Tarea a realizar: Actualiza el pasaje sobre Esteban Echeverría: reproduce el fragmento que empieza en "Arrojado al destierro" y termina en "un sencillo presente.", y cambia "destierro" por "exilio".

«La vida no es más que una larga
serie de pesares y un corto sueño de ilusiones y esperanzas», escribió Esteban
Echeverría en alguna hoja de sus apuntes y diarios. Y es ése es el ritmo y el
sazón de su vida, entregada a una empresa efervescente, la de escribir y conocer.
Arrojado al destierro («la emigración es la muerte», dice en otro lado),
Echeverría terminará sus días en medio de afanes y desesperanzas. No obstante,
la fortaleza de su espíritu le permitirá ejercer una escritura que contribuirá
a forjar toda una época en un país hasta entonces casi inhóspito. Para él es
factible pensar y creer sinceramente: «La poesía es lo más sublime que hay en
la esfera de la inteligencia humana» y, al mismo tiempo, luchar por ello a fin
de entregar algo de poesía a los lectores de su país como un sencillo presente.

Registros proporcionados:
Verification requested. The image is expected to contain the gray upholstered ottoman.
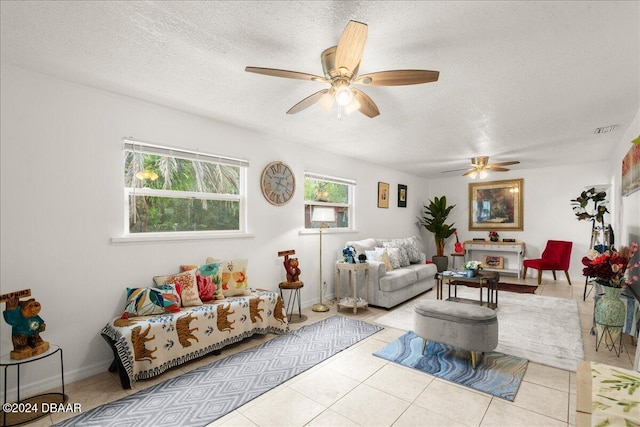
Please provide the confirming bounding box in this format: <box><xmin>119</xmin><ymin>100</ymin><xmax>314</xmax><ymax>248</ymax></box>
<box><xmin>414</xmin><ymin>300</ymin><xmax>498</xmax><ymax>369</ymax></box>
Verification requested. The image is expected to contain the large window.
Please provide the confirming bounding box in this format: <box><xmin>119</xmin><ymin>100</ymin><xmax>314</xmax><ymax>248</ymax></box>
<box><xmin>124</xmin><ymin>139</ymin><xmax>249</xmax><ymax>234</ymax></box>
<box><xmin>304</xmin><ymin>172</ymin><xmax>356</xmax><ymax>229</ymax></box>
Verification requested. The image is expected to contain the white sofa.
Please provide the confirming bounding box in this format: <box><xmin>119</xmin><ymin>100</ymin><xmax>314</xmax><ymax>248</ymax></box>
<box><xmin>339</xmin><ymin>237</ymin><xmax>438</xmax><ymax>308</ymax></box>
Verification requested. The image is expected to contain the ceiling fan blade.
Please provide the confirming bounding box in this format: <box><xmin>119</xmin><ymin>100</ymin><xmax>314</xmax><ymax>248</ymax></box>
<box><xmin>353</xmin><ymin>70</ymin><xmax>440</xmax><ymax>86</ymax></box>
<box><xmin>440</xmin><ymin>168</ymin><xmax>467</xmax><ymax>173</ymax></box>
<box><xmin>287</xmin><ymin>89</ymin><xmax>329</xmax><ymax>114</ymax></box>
<box><xmin>336</xmin><ymin>21</ymin><xmax>368</xmax><ymax>78</ymax></box>
<box><xmin>491</xmin><ymin>160</ymin><xmax>520</xmax><ymax>167</ymax></box>
<box><xmin>351</xmin><ymin>89</ymin><xmax>380</xmax><ymax>119</ymax></box>
<box><xmin>244</xmin><ymin>67</ymin><xmax>329</xmax><ymax>83</ymax></box>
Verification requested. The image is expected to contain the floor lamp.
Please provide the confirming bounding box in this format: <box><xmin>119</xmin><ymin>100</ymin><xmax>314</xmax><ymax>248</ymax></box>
<box><xmin>311</xmin><ymin>207</ymin><xmax>336</xmax><ymax>312</ymax></box>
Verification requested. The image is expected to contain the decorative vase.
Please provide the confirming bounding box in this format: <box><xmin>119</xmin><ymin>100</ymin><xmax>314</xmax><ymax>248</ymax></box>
<box><xmin>594</xmin><ymin>286</ymin><xmax>626</xmax><ymax>350</ymax></box>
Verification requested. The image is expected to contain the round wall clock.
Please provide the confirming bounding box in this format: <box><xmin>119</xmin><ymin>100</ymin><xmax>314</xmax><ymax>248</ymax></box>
<box><xmin>260</xmin><ymin>162</ymin><xmax>296</xmax><ymax>206</ymax></box>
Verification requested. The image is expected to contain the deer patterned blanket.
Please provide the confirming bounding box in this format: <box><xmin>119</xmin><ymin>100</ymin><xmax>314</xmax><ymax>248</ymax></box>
<box><xmin>101</xmin><ymin>290</ymin><xmax>289</xmax><ymax>385</ymax></box>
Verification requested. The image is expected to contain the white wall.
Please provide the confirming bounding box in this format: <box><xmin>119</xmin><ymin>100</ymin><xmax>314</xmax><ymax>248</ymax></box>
<box><xmin>0</xmin><ymin>65</ymin><xmax>640</xmax><ymax>395</ymax></box>
<box><xmin>612</xmin><ymin>110</ymin><xmax>640</xmax><ymax>246</ymax></box>
<box><xmin>429</xmin><ymin>161</ymin><xmax>611</xmax><ymax>281</ymax></box>
<box><xmin>0</xmin><ymin>66</ymin><xmax>427</xmax><ymax>395</ymax></box>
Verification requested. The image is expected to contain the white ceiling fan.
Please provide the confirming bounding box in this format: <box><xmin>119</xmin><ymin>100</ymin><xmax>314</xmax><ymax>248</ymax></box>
<box><xmin>245</xmin><ymin>21</ymin><xmax>440</xmax><ymax>118</ymax></box>
<box><xmin>442</xmin><ymin>156</ymin><xmax>520</xmax><ymax>178</ymax></box>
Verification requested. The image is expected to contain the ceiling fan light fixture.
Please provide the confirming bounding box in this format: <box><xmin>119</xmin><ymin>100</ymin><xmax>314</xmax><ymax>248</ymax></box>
<box><xmin>344</xmin><ymin>97</ymin><xmax>360</xmax><ymax>114</ymax></box>
<box><xmin>318</xmin><ymin>92</ymin><xmax>335</xmax><ymax>113</ymax></box>
<box><xmin>336</xmin><ymin>83</ymin><xmax>353</xmax><ymax>107</ymax></box>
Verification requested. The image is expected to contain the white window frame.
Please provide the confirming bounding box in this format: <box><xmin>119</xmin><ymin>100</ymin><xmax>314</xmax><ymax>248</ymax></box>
<box><xmin>303</xmin><ymin>172</ymin><xmax>357</xmax><ymax>233</ymax></box>
<box><xmin>111</xmin><ymin>137</ymin><xmax>252</xmax><ymax>243</ymax></box>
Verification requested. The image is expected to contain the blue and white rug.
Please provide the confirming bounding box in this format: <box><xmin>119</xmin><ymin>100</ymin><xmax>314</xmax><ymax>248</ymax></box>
<box><xmin>373</xmin><ymin>331</ymin><xmax>528</xmax><ymax>402</ymax></box>
<box><xmin>56</xmin><ymin>316</ymin><xmax>382</xmax><ymax>427</ymax></box>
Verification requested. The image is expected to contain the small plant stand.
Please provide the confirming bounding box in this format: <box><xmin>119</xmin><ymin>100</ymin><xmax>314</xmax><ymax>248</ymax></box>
<box><xmin>596</xmin><ymin>323</ymin><xmax>624</xmax><ymax>357</ymax></box>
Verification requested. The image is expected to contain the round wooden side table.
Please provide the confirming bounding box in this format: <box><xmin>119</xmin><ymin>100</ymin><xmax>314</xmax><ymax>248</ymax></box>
<box><xmin>0</xmin><ymin>345</ymin><xmax>67</xmax><ymax>427</ymax></box>
<box><xmin>278</xmin><ymin>280</ymin><xmax>307</xmax><ymax>323</ymax></box>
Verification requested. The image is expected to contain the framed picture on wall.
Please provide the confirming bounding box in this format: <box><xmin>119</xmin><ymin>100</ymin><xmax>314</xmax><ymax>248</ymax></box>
<box><xmin>622</xmin><ymin>144</ymin><xmax>640</xmax><ymax>196</ymax></box>
<box><xmin>378</xmin><ymin>182</ymin><xmax>389</xmax><ymax>208</ymax></box>
<box><xmin>398</xmin><ymin>184</ymin><xmax>407</xmax><ymax>208</ymax></box>
<box><xmin>482</xmin><ymin>255</ymin><xmax>504</xmax><ymax>270</ymax></box>
<box><xmin>469</xmin><ymin>179</ymin><xmax>524</xmax><ymax>231</ymax></box>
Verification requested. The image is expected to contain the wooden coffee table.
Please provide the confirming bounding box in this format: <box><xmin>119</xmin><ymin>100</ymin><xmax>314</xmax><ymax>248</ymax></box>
<box><xmin>436</xmin><ymin>271</ymin><xmax>500</xmax><ymax>310</ymax></box>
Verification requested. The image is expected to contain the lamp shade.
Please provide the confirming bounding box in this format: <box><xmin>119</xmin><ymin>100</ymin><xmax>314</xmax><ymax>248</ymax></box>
<box><xmin>311</xmin><ymin>207</ymin><xmax>336</xmax><ymax>222</ymax></box>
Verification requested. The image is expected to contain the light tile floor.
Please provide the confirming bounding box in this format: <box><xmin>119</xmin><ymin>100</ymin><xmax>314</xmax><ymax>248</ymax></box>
<box><xmin>38</xmin><ymin>278</ymin><xmax>636</xmax><ymax>427</ymax></box>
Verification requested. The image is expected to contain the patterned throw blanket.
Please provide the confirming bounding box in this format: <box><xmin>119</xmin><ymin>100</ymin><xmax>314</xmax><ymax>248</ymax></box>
<box><xmin>101</xmin><ymin>290</ymin><xmax>289</xmax><ymax>385</ymax></box>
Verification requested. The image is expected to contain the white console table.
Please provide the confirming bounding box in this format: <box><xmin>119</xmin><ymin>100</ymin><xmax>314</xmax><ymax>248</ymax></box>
<box><xmin>463</xmin><ymin>240</ymin><xmax>526</xmax><ymax>277</ymax></box>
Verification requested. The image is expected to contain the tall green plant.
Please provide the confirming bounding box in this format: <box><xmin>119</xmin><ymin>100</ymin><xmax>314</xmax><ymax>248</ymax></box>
<box><xmin>420</xmin><ymin>196</ymin><xmax>456</xmax><ymax>256</ymax></box>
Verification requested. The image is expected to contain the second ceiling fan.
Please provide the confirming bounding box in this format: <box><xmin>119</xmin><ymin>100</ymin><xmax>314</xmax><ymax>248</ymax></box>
<box><xmin>245</xmin><ymin>21</ymin><xmax>440</xmax><ymax>118</ymax></box>
<box><xmin>442</xmin><ymin>156</ymin><xmax>520</xmax><ymax>177</ymax></box>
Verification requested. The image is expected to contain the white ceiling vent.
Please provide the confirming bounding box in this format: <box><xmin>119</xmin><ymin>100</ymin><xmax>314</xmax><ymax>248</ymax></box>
<box><xmin>594</xmin><ymin>125</ymin><xmax>618</xmax><ymax>133</ymax></box>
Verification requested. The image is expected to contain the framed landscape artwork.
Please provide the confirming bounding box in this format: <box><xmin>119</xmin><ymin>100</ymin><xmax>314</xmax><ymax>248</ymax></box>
<box><xmin>398</xmin><ymin>184</ymin><xmax>407</xmax><ymax>208</ymax></box>
<box><xmin>622</xmin><ymin>144</ymin><xmax>640</xmax><ymax>196</ymax></box>
<box><xmin>469</xmin><ymin>179</ymin><xmax>524</xmax><ymax>231</ymax></box>
<box><xmin>482</xmin><ymin>255</ymin><xmax>504</xmax><ymax>270</ymax></box>
<box><xmin>378</xmin><ymin>182</ymin><xmax>389</xmax><ymax>208</ymax></box>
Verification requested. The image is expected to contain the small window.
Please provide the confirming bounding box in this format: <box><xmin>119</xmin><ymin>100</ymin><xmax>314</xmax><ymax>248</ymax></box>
<box><xmin>124</xmin><ymin>139</ymin><xmax>248</xmax><ymax>234</ymax></box>
<box><xmin>304</xmin><ymin>172</ymin><xmax>356</xmax><ymax>229</ymax></box>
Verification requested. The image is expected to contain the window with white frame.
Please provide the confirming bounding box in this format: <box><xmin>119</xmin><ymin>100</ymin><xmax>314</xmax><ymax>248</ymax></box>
<box><xmin>124</xmin><ymin>138</ymin><xmax>249</xmax><ymax>234</ymax></box>
<box><xmin>304</xmin><ymin>172</ymin><xmax>356</xmax><ymax>229</ymax></box>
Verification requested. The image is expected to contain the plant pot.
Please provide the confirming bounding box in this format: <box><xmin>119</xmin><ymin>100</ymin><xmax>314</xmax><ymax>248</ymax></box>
<box><xmin>594</xmin><ymin>286</ymin><xmax>626</xmax><ymax>350</ymax></box>
<box><xmin>431</xmin><ymin>255</ymin><xmax>449</xmax><ymax>273</ymax></box>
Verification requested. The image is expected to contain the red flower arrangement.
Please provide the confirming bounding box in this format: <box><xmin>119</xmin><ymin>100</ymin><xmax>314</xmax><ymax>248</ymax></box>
<box><xmin>582</xmin><ymin>243</ymin><xmax>639</xmax><ymax>288</ymax></box>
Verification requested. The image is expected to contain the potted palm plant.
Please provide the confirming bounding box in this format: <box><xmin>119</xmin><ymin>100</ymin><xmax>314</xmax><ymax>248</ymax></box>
<box><xmin>420</xmin><ymin>196</ymin><xmax>456</xmax><ymax>271</ymax></box>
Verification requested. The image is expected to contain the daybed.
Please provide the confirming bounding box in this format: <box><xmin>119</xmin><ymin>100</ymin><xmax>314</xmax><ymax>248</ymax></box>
<box><xmin>343</xmin><ymin>237</ymin><xmax>438</xmax><ymax>308</ymax></box>
<box><xmin>101</xmin><ymin>290</ymin><xmax>289</xmax><ymax>388</ymax></box>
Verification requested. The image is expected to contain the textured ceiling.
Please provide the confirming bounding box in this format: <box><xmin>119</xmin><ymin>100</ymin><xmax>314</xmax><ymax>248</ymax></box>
<box><xmin>0</xmin><ymin>0</ymin><xmax>640</xmax><ymax>178</ymax></box>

Respuesta:
Arrojado al exilio («la emigración es la muerte», dice en otro lado),
Echeverría terminará sus días en medio de afanes y desesperanzas. No obstante,
la fortaleza de su espíritu le permitirá ejercer una escritura que contribuirá
a forjar toda una época en un país hasta entonces casi inhóspito. Para él es
factible pensar y creer sinceramente: «La poesía es lo más sublime que hay en
la esfera de la inteligencia humana» y, al mismo tiempo, luchar por ello a fin
de entregar algo de poesía a los lectores de su país como un sencillo presente.